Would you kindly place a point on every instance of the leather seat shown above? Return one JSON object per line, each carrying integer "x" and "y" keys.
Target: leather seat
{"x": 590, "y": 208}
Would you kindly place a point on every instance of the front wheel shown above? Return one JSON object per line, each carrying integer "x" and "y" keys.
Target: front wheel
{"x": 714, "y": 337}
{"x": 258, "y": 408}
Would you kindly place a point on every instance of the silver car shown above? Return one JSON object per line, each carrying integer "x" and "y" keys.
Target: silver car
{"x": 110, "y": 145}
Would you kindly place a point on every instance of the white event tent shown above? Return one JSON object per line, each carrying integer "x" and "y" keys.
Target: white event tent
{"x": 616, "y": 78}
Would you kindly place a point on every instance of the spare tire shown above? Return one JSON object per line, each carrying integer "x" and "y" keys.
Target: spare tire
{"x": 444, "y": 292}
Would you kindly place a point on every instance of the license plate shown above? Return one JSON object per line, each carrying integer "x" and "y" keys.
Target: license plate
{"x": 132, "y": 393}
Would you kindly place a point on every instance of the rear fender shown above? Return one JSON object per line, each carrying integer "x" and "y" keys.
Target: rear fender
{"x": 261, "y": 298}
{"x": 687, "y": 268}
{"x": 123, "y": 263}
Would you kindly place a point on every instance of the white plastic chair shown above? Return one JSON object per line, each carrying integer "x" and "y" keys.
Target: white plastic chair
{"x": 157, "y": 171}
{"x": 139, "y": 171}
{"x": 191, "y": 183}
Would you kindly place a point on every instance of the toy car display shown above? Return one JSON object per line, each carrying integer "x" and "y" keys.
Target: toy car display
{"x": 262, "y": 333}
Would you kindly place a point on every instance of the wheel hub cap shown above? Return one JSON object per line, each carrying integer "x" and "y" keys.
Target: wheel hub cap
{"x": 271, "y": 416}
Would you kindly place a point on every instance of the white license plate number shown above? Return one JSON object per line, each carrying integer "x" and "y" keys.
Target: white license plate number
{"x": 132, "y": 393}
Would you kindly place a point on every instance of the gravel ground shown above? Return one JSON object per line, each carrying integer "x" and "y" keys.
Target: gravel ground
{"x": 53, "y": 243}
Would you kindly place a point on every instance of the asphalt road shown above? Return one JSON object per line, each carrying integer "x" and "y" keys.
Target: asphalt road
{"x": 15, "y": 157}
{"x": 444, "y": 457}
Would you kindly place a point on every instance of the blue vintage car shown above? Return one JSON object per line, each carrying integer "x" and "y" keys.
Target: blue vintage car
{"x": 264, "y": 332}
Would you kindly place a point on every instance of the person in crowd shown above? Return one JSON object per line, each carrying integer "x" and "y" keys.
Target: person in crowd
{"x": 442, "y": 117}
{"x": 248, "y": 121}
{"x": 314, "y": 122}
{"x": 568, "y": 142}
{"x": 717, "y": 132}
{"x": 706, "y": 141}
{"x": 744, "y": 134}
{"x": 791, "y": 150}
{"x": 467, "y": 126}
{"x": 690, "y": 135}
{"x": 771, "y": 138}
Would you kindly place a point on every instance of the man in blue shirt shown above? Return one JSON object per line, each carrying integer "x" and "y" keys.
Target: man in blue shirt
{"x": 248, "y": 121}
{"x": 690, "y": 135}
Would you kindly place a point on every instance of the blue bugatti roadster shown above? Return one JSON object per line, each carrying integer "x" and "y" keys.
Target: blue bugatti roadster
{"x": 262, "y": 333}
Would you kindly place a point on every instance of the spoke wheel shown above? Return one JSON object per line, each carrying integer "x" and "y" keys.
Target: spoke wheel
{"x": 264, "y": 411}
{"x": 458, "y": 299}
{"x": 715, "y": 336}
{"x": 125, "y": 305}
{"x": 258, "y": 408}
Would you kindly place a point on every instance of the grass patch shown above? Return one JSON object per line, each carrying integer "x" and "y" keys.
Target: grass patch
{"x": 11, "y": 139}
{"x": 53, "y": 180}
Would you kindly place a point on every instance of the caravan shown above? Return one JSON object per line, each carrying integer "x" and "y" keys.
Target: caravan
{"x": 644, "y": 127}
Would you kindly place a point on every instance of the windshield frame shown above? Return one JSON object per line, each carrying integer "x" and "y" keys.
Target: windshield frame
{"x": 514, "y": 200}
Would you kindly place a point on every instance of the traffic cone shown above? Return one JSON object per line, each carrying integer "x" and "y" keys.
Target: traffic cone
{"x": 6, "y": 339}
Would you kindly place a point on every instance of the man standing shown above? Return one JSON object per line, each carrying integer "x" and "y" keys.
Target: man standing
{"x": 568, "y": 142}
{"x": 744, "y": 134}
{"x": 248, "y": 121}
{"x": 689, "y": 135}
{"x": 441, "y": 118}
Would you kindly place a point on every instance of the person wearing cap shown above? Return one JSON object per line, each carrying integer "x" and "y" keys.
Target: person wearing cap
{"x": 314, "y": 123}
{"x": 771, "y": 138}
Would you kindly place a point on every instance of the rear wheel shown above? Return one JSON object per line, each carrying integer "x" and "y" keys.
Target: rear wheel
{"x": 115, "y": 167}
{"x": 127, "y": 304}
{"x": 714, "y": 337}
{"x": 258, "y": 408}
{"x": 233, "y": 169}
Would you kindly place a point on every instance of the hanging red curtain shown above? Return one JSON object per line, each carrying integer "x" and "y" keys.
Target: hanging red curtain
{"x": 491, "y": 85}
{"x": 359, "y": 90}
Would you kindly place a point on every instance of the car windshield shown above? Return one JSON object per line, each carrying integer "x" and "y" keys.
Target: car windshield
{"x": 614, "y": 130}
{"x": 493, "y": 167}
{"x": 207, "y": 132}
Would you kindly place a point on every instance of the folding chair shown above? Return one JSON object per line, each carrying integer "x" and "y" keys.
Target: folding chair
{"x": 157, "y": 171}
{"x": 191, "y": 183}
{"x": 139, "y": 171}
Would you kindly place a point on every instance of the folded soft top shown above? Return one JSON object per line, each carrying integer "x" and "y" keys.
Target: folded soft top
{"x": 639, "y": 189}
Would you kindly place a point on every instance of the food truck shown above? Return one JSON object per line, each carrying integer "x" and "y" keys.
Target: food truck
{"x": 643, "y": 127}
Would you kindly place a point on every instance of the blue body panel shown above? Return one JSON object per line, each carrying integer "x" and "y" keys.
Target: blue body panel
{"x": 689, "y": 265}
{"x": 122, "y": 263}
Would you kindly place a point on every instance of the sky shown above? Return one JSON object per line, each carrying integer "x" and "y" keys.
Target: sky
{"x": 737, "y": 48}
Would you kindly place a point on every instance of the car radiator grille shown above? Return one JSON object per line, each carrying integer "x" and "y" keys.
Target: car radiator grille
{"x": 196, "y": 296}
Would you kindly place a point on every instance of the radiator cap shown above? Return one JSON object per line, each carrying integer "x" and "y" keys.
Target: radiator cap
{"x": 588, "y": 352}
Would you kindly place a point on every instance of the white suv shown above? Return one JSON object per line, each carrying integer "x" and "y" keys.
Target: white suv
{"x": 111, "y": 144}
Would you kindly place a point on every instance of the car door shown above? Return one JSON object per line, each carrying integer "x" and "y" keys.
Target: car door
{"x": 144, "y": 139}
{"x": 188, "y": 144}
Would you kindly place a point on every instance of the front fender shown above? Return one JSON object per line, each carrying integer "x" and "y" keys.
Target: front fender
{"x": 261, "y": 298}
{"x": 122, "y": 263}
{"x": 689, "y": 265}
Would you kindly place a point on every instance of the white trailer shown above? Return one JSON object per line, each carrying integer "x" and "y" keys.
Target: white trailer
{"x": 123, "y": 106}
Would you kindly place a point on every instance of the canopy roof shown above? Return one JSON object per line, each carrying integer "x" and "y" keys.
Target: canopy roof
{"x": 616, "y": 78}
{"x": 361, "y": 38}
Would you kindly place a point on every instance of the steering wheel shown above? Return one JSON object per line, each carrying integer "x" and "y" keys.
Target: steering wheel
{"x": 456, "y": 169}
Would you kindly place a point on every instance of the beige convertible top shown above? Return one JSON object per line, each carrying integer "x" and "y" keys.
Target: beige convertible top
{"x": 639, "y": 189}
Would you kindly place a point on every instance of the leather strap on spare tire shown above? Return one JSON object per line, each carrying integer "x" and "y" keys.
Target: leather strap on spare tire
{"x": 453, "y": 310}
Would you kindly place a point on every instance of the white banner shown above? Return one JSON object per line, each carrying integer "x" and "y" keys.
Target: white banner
::::::
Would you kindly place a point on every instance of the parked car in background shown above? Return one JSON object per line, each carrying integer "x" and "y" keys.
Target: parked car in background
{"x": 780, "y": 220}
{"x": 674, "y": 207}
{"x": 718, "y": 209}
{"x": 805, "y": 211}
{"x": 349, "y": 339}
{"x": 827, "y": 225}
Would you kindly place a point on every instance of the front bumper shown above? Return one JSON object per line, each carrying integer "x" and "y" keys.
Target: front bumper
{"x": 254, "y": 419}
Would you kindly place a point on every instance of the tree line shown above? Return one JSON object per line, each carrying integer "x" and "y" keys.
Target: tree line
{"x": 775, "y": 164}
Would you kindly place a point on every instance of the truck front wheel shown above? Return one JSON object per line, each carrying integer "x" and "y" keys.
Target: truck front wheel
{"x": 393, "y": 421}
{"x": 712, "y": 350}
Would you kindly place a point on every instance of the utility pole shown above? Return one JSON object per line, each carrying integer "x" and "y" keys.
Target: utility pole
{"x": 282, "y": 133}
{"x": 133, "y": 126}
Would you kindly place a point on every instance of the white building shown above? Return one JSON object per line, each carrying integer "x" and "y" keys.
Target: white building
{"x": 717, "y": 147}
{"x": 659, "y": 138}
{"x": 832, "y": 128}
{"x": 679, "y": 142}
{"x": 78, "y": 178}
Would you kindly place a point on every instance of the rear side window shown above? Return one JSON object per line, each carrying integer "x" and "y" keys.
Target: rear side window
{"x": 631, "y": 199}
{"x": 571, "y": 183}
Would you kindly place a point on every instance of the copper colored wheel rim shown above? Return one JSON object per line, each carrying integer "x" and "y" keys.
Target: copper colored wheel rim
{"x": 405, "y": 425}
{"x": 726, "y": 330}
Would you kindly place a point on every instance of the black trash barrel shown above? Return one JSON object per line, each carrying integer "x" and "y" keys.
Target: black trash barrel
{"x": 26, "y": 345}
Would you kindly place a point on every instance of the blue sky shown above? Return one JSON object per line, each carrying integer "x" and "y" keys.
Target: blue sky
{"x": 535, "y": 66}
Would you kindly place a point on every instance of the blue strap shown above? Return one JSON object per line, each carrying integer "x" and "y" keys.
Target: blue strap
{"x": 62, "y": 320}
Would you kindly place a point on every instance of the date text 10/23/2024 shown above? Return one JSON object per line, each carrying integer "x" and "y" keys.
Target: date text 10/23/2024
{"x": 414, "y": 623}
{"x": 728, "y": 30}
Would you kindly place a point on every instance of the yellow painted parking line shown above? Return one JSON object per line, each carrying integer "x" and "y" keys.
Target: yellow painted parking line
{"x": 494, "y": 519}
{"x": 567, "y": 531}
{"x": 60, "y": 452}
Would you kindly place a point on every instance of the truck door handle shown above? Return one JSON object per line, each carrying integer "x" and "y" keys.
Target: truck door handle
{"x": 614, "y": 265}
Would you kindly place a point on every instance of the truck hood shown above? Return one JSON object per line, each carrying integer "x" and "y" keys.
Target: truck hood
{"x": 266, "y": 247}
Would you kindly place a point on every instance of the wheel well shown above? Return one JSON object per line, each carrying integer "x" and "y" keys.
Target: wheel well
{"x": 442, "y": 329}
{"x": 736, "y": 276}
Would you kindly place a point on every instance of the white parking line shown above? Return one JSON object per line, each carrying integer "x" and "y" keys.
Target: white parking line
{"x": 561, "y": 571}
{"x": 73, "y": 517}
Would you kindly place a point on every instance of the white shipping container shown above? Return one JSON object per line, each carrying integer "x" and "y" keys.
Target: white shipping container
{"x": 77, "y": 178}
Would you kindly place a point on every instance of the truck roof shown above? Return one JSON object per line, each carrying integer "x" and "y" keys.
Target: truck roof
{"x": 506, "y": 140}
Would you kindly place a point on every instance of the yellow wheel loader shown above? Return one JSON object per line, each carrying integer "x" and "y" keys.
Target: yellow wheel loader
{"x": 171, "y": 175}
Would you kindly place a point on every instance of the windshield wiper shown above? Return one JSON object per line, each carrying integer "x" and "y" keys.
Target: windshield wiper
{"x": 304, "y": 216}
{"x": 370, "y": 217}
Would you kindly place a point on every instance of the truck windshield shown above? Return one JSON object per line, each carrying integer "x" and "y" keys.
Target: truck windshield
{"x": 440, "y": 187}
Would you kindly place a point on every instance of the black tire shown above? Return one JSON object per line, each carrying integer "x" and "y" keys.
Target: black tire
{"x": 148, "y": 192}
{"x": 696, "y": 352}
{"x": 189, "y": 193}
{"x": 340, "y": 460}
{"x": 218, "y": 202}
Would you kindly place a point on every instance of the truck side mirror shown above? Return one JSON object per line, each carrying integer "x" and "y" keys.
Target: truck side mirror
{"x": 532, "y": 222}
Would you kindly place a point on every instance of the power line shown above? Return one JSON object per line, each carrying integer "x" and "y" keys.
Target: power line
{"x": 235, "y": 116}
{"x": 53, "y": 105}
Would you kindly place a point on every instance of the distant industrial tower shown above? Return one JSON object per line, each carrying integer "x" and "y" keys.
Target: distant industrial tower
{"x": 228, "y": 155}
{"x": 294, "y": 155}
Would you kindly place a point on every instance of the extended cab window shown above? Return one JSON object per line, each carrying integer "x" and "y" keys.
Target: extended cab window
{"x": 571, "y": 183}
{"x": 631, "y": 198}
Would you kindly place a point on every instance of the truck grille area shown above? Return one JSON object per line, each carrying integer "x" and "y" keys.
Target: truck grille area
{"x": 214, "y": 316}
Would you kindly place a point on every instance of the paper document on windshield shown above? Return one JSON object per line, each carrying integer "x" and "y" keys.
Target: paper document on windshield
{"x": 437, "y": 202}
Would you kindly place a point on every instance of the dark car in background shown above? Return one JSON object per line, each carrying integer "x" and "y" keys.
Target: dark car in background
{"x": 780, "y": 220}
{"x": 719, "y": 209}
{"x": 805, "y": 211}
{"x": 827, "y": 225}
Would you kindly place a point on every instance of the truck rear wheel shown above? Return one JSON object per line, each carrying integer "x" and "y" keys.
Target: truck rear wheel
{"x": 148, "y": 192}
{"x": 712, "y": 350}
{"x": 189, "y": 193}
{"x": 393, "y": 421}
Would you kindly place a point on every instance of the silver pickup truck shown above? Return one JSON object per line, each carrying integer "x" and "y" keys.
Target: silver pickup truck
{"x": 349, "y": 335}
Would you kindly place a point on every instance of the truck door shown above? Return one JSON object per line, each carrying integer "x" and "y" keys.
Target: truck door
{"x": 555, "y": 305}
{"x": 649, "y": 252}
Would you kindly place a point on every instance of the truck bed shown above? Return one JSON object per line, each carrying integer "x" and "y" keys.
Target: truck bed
::::::
• _Exercise description_
Reproduce the lines of the listing word for word, beginning with the line that contains "truck door shown" and continuing through the line that contains "Target: truck bed", both included.

• _Answer for this exercise_
Would you kindly place a point on every instance of the truck door shown above? Return one JSON object per line, each carrying integer "x" and "y" keys.
Target: truck door
{"x": 555, "y": 305}
{"x": 649, "y": 252}
Would you kindly place a point on every instance of the truck bed shown above? Return one JSON object per line, each carrying integer "x" and "y" keys.
Target: truck bed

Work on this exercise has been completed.